The waiving off of patents alone is unlikely to help improve vaccine availability anytime soon, scientists, legal experts and pharma industry executives said, pointing to the complicated technical know-how, raw materials and infrastructure required to make vaccines while ensuring they are as safe and effective as the original developer intended it to be. Several countries, including the US, France and the European Union are considering backing efforts countries such as India and South Africa for a global waiver of coronavirus vaccine patents to boost supplies. While such a move could well be the first step in broadening access, patents alone do little to allow someone else to make biological therapeutics such as vaccines, unlike in the case of generic drugs, which are chemicals and can be replicated more easily with a recipe book of sorts. “Patents are a way of protection of your intellectual and commercial information, speaking from a legal point of view. But just by reading a patent, does not necessarily offer the ability to replicate the product or the process, because while a patent does share a lot of the generic information, it protects the specifics, and it is not a self-guide,” said Prabuddha Kundu, co-founder and managing director at Premas Biotech, which is working on an oral Covid-19 vaccine.
To understand the challenge, consider the case of some coronavirus vaccines: AstraZeneca and J&J’s vaccines involve a bio-engineered adenovirus that expresses the Sars-Cov-2’s spike protein; Novavax’s vaccine consists directly of the spike protein that has been cultured and grown in moth cells in labs.
“A chemical entity and a biological entity are very different. Even a simple protein, for example, is hundred times more complex or has more components than a drug like, say, paracetamol. There can be many ways to make paracetamol, and it would turn out to be exactly that but even if there were few ways to produce the protein, the final product varies in its final shape and form,” added Kundu.
For that, he added, “you must understand the process so well, that every time you carry it out, you end up with exactly the same product. In many situations in biologics, the process is the product”.
Legal experts in the pharma field said this constitutes know-how, which often is a trade secret. “There is a clear divide between a patent and a trade secret. The technical know-how is proprietary. TRIPS provides for protection of undisclosed information, which would not be found in patents,” said Dev Robinson, partner and head, Intellectual Property, at Shardul Amarchand Mangaldas.
TRIPS refers to Trade-Related Aspects of Intellectual Property Rights agreement under the World Trade Organization (WTO), the specific framework that India and South Africa have sought waivers under.

══════════════════════════════

### To do:
1. List every country named in the vaccine patent article.
2. Reproduce the part of the vaccine patent article between "TRIPS refers to" and "sought waivers under.", inclusive.

══════════════════════════════

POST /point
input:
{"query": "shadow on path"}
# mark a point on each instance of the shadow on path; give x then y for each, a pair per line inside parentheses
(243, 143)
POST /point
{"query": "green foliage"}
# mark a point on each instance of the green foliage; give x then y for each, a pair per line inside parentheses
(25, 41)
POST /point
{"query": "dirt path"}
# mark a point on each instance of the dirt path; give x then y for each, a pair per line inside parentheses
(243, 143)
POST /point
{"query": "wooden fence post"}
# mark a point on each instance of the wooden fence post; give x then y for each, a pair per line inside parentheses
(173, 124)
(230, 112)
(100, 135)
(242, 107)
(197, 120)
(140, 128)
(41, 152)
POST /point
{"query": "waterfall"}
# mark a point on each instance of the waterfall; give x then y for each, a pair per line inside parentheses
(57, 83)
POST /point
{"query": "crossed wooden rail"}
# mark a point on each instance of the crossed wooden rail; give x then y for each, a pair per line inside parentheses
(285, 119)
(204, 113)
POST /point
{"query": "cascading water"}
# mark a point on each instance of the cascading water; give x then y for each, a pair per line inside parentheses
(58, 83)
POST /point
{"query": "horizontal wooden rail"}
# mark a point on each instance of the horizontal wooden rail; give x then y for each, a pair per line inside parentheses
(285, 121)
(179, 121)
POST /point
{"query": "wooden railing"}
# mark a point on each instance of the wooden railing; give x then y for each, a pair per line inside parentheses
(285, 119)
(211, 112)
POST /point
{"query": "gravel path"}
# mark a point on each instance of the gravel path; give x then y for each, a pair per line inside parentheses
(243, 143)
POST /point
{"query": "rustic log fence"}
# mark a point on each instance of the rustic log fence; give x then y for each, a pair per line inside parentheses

══════════════════════════════

### Task answers:
1. US, France, India, South Africa

2.
TRIPS refers to Trade-Related Aspects of Intellectual Property Rights agreement under the World Trade Organization (WTO), the specific framework that India and South Africa have sought waivers under.